##### PAGE TEXT

4. Completed the processing and analysis of the obtained data, generalization and publication of research results and recommendations on the use of PV panels under the weather conditions of equatorial countries.

5. Developed a map of the territorial zoning of the Republic of Ghana with the definition of the most effective areas for the installation of large-scale wind and solar power plants.

Approbation of work: sections of the results in this dissertation were presented and discussed at the following conferences, International Scientific Electric Power Conference ISEPC-2019 23-24th of May 2019, Peter the Great St. Petersburg Polytechnic University; CONECT - International Scientific Conference of Environmental and Climate Technologies, 13 th to 15th May 2020, Riga, Latvia; International Conference "Energy, Ecology, Climate 2020 - WCAEE-ICEEC-2020»; XVIII International Conference of Students, Postgraduates and Young Scientists, Tomsk, April 27-30, 2021 V. 1: Physics. — Tomsk, 2021; XVII International Conference "Renewable and Small Energy - 2020. Energy Efficiency. Autonomous energy supply systems of stationary and mobile consumers" Moscow Power Engineering Institute (MPEI), Moscow, Russia, April 23-24, 2020.

Publications: 25 articles were published on the topic of the dissertation, including 23 in the international databases Scopus and Web of Science and 2 publications in journals recommended by the Higher Attestation Commission.

The structure and scope of the thesis: The dissertation consists of an introduction, 5 chapters, a conclusion, a 245 bibliography and appendices. In total, the dissertation has 224 pages, 114 figures and 37 tables.

General Conclusion

The paper considers the possibility of strengthening the position of the Republic of Ghana in the field of renewable energy.

Based on modeling, theoretical calculations and experimental studies, the following conclusions can be drawn:

1. The results of the technical and economic assessment of the potential of solar and wind energy are as follows:

- The results for 100 MW CSP, i.e., STPP and PTC, modeled in Navrongo and Tamale show that if they are implemented, Ghana can reduce the current cost of electricity, which is currently is 15-25 cents/kWh, up to 13,67 cents/kWh using the SPP tower type. However, the parabolic type of solar power plant will be too expensive and impracticable. The city of Navrongo has been identified as the best location for the construction of thermodynamic solar power plants in Ghana. The STPP modelled in the two study areas would be able to generate a total of 393 GWh to 424 GWh, while PTC can generate from 190 GWh to 211 GWh per year.

- The northern part of the country has been identified as the location with the greatest potential for a solar photovoltaic power plant. A simulated photovoltaic power plant with a capacity of 20 MW in three parts of the country will be able to produce in the three regions of Ghana 31 GWh, 28 GWh and 28 GWh of energy in the first year for the northern, middle, and southern sectors, respectively.

- The WPP/DG/Battery system in 14 sites of the country recorded LCOE in the range of $0,21-0,22/kWh. However, LCOE can be reduced to 0,10 - 0,13 $/kWh if separate WPPs are built on 14 territorial WPP clusters.

2. A map of Ghana has been developed showing effective locations for large-scale solar and wind farms. Below are the results of the evaluation using the combination of DBSCAN and AHP implemented in QGIS:

- A total of 3 clusters have been identified for the installation of large-scale photovoltaic power plants in Ghana, with the largest potential in the northern part. The AHP results show that Wa located in the Upper West region, i.e., macro-cluster

1 has the largest suitable area for the installation of a large-scale solar photovoltaic power plant (about 264 km2). Macro-cluster 3 is the second largest in the AHP with a total area of 73.75 km2. Macro-cluster 2 ranks third in terms of AHP priority with an area of 123.25 km2.

##########
##### RECORD EXTRACTS

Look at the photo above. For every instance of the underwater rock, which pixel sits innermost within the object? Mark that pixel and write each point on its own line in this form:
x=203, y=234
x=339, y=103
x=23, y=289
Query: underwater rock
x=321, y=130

##########

- **EXERCISE DIRECTIONS**
Reproduce the dissertation summary from "Publications: 25 articles" up to and including "Higher Attestation Commission.", replacing "Web of Science" with "WoS". The listing is separate material and is unrelated to the dissertation summary.

- **SOLUTION TO THIS EXERCISE**
Publications: 25 articles were published on the topic of the dissertation, including 23 in the international databases Scopus and WoS and 2 publications in journals recommended by the Higher Attestation Commission.